## Brief
Can you rewrite the records from the line containing "Tag the white" down to the line containing "<point>631,49</point>", requests included, shifting every coordinate in the answers up by 19?

--- START Records supplied ---

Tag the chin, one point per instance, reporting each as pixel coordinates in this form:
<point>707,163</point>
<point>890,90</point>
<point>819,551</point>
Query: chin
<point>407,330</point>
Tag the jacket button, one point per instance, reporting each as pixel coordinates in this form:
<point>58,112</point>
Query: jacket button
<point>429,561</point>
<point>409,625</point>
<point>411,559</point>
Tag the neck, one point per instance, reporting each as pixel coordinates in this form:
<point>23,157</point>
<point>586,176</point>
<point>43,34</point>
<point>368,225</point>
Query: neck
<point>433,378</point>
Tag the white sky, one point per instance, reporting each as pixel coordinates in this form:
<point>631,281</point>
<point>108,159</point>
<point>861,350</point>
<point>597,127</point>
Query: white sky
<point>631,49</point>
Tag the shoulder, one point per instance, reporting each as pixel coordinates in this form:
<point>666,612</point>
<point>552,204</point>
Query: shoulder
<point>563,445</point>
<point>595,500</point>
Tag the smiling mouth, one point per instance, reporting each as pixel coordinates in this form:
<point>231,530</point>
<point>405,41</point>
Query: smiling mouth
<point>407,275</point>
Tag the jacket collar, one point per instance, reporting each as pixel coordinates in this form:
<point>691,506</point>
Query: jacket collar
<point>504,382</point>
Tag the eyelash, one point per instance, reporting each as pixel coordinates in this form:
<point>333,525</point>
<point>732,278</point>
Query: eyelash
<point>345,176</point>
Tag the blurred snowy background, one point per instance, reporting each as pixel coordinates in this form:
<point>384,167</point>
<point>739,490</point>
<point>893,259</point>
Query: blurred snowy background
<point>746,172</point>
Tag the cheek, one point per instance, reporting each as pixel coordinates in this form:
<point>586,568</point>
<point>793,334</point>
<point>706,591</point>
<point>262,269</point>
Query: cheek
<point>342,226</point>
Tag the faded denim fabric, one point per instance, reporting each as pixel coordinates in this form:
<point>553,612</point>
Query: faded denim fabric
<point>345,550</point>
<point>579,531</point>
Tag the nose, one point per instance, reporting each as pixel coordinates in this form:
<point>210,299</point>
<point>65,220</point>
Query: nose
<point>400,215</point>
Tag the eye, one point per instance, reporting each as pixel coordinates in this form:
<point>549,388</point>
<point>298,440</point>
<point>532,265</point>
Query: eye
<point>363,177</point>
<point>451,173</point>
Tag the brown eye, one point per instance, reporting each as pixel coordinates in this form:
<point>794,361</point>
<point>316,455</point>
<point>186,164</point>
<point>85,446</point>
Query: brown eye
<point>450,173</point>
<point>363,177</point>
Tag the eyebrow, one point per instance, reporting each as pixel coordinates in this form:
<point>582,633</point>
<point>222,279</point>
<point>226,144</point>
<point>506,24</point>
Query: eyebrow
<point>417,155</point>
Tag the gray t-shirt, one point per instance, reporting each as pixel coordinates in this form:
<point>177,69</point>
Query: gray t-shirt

--- END Records supplied ---

## Response
Tag the white sky, one point per instance, reporting each as pixel coordinates in this form:
<point>631,281</point>
<point>108,159</point>
<point>861,350</point>
<point>597,127</point>
Query: white sky
<point>650,68</point>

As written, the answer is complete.